- _Source passage_:
※

A hush has fallen over the Albright-Knox Art Gallery’s darkened sculpture court, where the only sounds to be heard are the soft clank of marble floor tiles and the hiss of fog machines dispensing puffs of vapor into the air.
Like a cathedral, the grand space makes visitors feel small.
Unlike a cathedral, the object of worship is not displayed on some ornate altarpiece, but streamed from a pair of high-powered digital projectors mounted to the 30-foot ceiling.
The blinding shafts of light create diaphanous curtains whose edges are made visible by the mist in the room. As visitors approach the projections, they instinctively reach out a hand to see what happens when their fingers penetrate the wall of digital light. Nothing happens, of course. At least not outwardly.
But inside their brains, some buried curiosity awakens. They begin to play strange, childlike games with the projections, testing how life might be different on one side of the light or the other. They stare into the projectors until the light hurts their eyes, then look away, then stare again.
Inevitably, they fish phones out of pockets – because is it even art if you can’t Instagram it? – and become unwitting documentarians of structuralist cinema.
It’s a neat trick, courtesy of the church of Anthony McCall, a British-born artist who creates immersive sculptures and line drawings using the tools of 21st century cinema and theater. The artist’s first American museum exhibition has transformed the gallery’s entire 1905 building into a meditation on the nature of light and line, on view until the entire museum closes Nov. 4 for a two-year construction period.
After finishing art school, McCall began his career in the 1970s as a performance artist, creating performances in woodland areas involving intricate choreography and smoldering fires. Gradually he shifted to making films to document his performance work and eventually began to create pure pieces of cinema that referred only to themselves.
His early film work was inspired by the experiments of early structuralist filmmakers like Michael Snow and former University at Buffalo professors Tony Conrad and Hollis Frampton, whose work was a major feature and outgrowth of Buffalo’s vaunted avant garde art scene in the ’60s and ’70s.

※

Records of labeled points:
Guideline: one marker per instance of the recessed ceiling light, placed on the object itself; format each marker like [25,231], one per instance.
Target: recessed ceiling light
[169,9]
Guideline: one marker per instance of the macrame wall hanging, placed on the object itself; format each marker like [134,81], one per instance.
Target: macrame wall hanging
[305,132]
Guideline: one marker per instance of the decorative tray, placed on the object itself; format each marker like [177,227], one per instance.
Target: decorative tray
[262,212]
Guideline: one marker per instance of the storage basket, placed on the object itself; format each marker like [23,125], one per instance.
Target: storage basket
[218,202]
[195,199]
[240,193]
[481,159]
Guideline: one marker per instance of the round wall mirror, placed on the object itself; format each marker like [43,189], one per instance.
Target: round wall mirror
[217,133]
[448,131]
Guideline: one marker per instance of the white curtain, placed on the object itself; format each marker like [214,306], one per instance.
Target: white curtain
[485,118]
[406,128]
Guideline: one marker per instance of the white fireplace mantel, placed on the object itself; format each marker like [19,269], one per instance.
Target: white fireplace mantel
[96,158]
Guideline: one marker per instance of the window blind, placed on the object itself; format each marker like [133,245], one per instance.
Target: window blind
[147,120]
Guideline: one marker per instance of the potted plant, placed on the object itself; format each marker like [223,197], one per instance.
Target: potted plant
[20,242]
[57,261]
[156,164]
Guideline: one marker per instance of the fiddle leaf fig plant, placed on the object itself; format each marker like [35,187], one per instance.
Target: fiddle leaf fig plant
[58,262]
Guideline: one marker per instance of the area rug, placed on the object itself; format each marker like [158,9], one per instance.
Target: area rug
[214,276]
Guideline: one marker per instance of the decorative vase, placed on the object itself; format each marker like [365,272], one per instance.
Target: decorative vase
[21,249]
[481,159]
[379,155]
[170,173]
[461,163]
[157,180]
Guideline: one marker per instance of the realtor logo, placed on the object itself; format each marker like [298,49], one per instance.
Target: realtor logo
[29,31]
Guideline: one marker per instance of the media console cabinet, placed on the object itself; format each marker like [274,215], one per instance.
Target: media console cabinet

※

- _Exercises_:
1. In the Anthony McCall article, when does the entire museum close for its two-year construction period?
2. Carry the Anthony McCall article forward from its last sentence.
This material comes from a separate source.

- _Task responses_:
1. Nov. 4.

2.
Once McCall gained some notoriety for his early film work (especially his 1973 film “Line Describing a Cone,” purposely left out of this exhibition), he began showing in white-walled museums and galleries.
There was just one tiny problem.
“I discovered when I did that that for some reason in those institutions, my film was invisible,” he said in an interview in the Albright-Knox café. “You saw the image on the wall, but you saw nothing in between. I discovered at that moment that my medium, unknown to me, had been dust.”
The lofts where he had been showing his work were invariably dusty, and usually filled with cigarette smoke from the few assembled artists who had gathered to see his work.
“You showed the same thing in a brand new Kunsthalle and there was no dust, no smoking, nothing, and you couldn’t see the film.”
Discouraged by the lack of suitable exhibition spaces and opportunities, McCall stopped making art for 20 years, falling back on his graphic design background to pursue a successful career as a designer of art books. He reemerged in the early 2000s, encouraged by museums’ newfound appreciation for the moving image and the invention of the mist machine.
That’s when galleries and museums came calling again.
The Albright-Knox is only the latest.
“There’s a thrill that you get when you kind of pierce it,” said Albright-Knox Public Art Curator Aaron Ott, who co-organized this exhibition with Chief Curator Cathleen Chaffee. “I always love watching other people interact with it because you get to see that moment that they cross the threshold, and you get to see them learn, interact and draw other people in.”
That’s precisely what happens when visitors approach a piece like “Between You and I,” the 2006 work that illuminates the gallery’s sculpture court. They are also particularly drawn to “Split Second (Mirror),” a 2018 piece featuring a drawing projected onto a mirror and then back onto a white screen from which the projector’s beam emerges.
Because of the projections’ subtle movement and long duration – anywhere from 15 to 50 minutes – visitors tend to linger much longer than they might if the artwork in question was a Vermeer or a Picasso.
“Just reporting what other people say, they’re intensely pleasurable. Visitors find often that they stay for much longer than they were expecting,” McCall said. “Which is quite the opposite of the cliché structuralist film, which is designed to clear the auditorium quickly.”
It can’t be overstated how appropriate this exhibition is to Buffalo’s place in the story of 20th and 21st century art. As a bastion for experimentation in the media arts in the 1960s and ’70s, Buffalo has gained a worldwide reputation as an incubator for important artistic movements that emerged late in the last century, among them structuralist film and the so-called “Pictures Generation.”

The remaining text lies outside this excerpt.